◆ Exercise aim
Look below for the line that has "man in beige". Set down the lines from there through the line that has "man in green", exactly as written.

****************************************

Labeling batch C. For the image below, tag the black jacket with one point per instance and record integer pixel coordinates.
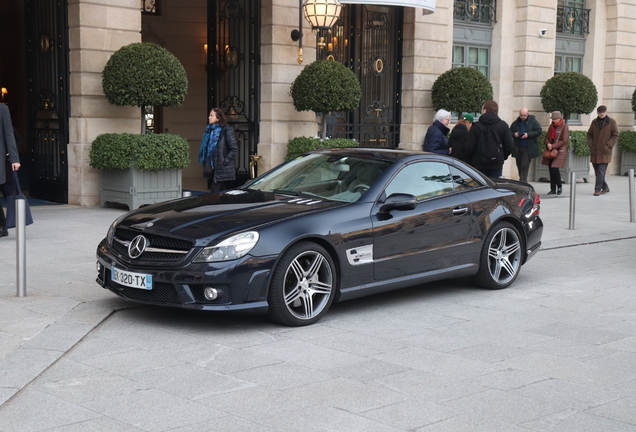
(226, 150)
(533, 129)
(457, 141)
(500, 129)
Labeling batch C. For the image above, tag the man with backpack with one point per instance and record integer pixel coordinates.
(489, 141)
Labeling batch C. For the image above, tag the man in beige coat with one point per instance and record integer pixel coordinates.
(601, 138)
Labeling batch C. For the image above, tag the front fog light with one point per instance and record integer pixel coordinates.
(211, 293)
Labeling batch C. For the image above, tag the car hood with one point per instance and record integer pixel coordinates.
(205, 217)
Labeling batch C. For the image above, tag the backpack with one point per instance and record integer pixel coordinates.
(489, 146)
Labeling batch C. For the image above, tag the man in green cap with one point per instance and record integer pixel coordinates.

****************************************

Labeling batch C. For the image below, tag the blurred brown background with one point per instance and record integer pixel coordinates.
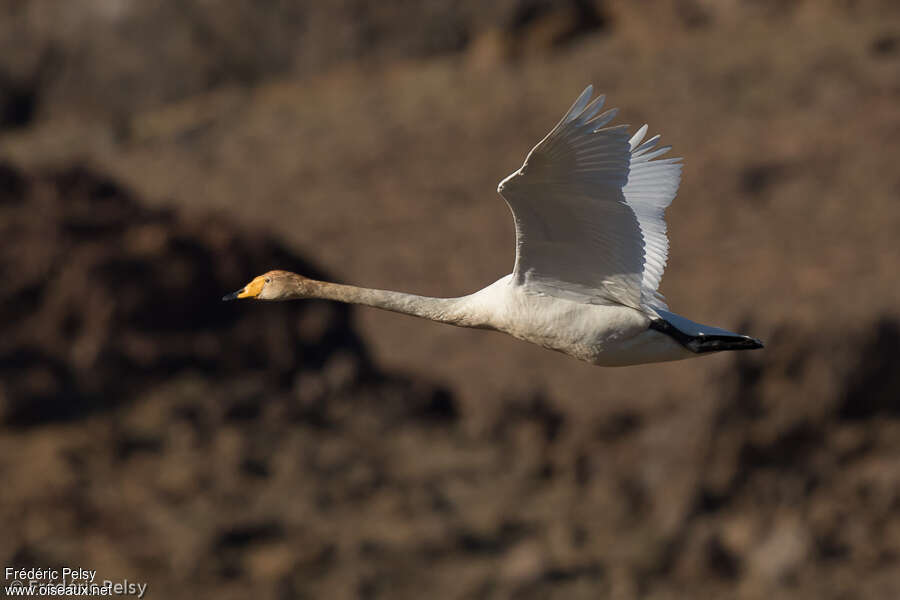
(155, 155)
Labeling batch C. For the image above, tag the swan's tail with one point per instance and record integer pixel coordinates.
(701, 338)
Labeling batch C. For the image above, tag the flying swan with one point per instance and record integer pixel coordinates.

****************************************

◆ Exercise output
Labeling batch C. For the image above, tag the man in beige coat with one point per instance and record integer pixel coordinates.
(601, 138)
Labeling batch C. For the image above, tag the front fog light with one point per instance and record integer pixel coordinates.
(211, 293)
Labeling batch C. For the image above, tag the car hood with one point per instance and record integer pixel coordinates.
(205, 217)
Labeling batch C. For the image above, tag the backpack with one point per instance and record integer pixel coordinates.
(489, 146)
Labeling batch C. For the image above, tag the man in green cap with one point per instance and record integer pixel coordinates.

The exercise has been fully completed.